**Activity:** Output exactly the lines that come between the start of the material and the line containing "Where can you see the lamp", both ends included, with the pictures omitted.

___ Supplied material ___

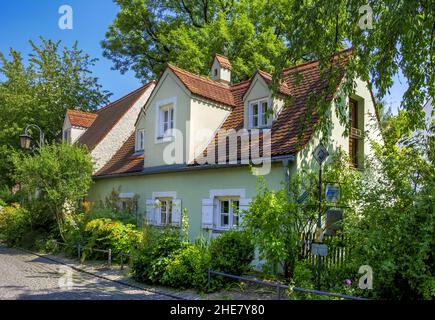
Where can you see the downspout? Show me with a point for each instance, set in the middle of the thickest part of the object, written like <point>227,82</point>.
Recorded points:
<point>285,165</point>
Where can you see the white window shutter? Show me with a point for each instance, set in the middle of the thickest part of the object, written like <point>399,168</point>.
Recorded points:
<point>150,212</point>
<point>207,213</point>
<point>176,212</point>
<point>243,205</point>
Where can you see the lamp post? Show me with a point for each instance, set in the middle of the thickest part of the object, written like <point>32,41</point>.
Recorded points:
<point>26,139</point>
<point>320,154</point>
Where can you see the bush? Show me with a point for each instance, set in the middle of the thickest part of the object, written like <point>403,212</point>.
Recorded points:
<point>154,255</point>
<point>108,234</point>
<point>14,224</point>
<point>188,267</point>
<point>232,252</point>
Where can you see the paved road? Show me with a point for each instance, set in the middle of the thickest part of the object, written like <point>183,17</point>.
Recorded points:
<point>27,276</point>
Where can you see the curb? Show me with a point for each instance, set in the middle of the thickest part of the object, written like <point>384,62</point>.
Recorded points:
<point>173,296</point>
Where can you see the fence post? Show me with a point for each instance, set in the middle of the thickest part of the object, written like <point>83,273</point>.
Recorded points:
<point>110,257</point>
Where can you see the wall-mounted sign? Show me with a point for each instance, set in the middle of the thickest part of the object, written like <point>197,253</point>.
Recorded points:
<point>319,249</point>
<point>332,193</point>
<point>334,218</point>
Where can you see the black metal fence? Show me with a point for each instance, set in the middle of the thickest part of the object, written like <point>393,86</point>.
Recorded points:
<point>279,286</point>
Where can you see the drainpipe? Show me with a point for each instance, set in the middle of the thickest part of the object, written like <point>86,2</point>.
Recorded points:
<point>285,165</point>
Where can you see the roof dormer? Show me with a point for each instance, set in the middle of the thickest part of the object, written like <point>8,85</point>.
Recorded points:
<point>221,69</point>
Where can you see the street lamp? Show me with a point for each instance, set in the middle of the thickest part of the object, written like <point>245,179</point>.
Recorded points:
<point>26,139</point>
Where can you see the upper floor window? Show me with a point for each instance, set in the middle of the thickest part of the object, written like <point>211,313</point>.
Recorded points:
<point>140,140</point>
<point>228,213</point>
<point>259,114</point>
<point>166,121</point>
<point>165,210</point>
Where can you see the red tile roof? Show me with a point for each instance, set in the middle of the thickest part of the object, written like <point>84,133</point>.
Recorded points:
<point>109,116</point>
<point>124,161</point>
<point>223,61</point>
<point>80,119</point>
<point>299,82</point>
<point>204,87</point>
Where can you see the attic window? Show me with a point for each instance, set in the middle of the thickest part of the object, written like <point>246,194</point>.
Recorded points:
<point>258,114</point>
<point>140,140</point>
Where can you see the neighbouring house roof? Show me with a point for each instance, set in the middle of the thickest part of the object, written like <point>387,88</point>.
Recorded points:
<point>289,134</point>
<point>125,160</point>
<point>108,116</point>
<point>80,119</point>
<point>203,87</point>
<point>223,61</point>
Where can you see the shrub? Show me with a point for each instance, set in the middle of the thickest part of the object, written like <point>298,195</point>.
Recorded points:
<point>232,252</point>
<point>151,259</point>
<point>188,267</point>
<point>108,234</point>
<point>14,224</point>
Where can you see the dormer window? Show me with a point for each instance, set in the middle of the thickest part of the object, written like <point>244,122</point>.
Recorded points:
<point>140,140</point>
<point>259,116</point>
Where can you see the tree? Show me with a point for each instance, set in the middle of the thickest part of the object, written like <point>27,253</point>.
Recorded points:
<point>274,34</point>
<point>40,92</point>
<point>59,175</point>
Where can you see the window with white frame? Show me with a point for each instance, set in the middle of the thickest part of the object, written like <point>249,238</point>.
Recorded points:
<point>165,210</point>
<point>140,140</point>
<point>227,212</point>
<point>166,121</point>
<point>259,114</point>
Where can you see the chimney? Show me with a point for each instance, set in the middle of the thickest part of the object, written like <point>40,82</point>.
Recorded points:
<point>221,69</point>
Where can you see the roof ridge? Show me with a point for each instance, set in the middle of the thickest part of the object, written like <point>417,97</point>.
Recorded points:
<point>145,86</point>
<point>316,61</point>
<point>224,86</point>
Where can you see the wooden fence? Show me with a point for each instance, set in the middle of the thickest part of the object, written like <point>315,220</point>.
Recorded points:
<point>337,252</point>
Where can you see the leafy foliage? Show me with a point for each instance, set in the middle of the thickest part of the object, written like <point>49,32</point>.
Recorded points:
<point>59,174</point>
<point>271,35</point>
<point>232,252</point>
<point>108,234</point>
<point>53,80</point>
<point>188,267</point>
<point>14,224</point>
<point>153,256</point>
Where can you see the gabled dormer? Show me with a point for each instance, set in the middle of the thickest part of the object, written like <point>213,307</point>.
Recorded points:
<point>261,108</point>
<point>221,69</point>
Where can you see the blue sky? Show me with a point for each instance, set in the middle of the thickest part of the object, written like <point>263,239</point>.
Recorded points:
<point>21,21</point>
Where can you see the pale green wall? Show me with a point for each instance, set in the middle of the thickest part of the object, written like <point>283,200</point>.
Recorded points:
<point>191,187</point>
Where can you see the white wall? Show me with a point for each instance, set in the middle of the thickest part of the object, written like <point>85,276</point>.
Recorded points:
<point>117,136</point>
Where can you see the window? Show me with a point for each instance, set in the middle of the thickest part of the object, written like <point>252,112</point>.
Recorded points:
<point>228,213</point>
<point>140,140</point>
<point>259,116</point>
<point>166,121</point>
<point>165,210</point>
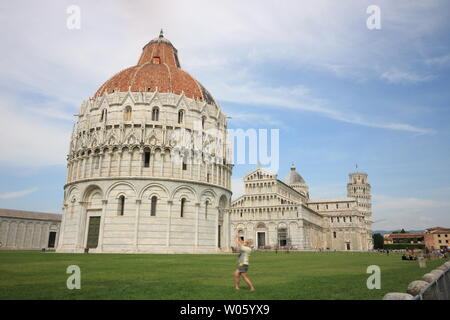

___

**Solution for this task:**
Where can you see the downspout? Show me with a point for each instance, set in the middle of the thickest part of the object, written like <point>227,82</point>.
Recorded points:
<point>285,165</point>
Where can you see the white window shutter? Show me with a point for each instance, set in the middle of the thickest part of the object, written like <point>399,168</point>.
Recorded points:
<point>150,212</point>
<point>207,213</point>
<point>176,212</point>
<point>243,205</point>
Where can you see the lamp post? Show me with a point for each instance, set in the middle of the thickest part of the object, written like <point>32,41</point>.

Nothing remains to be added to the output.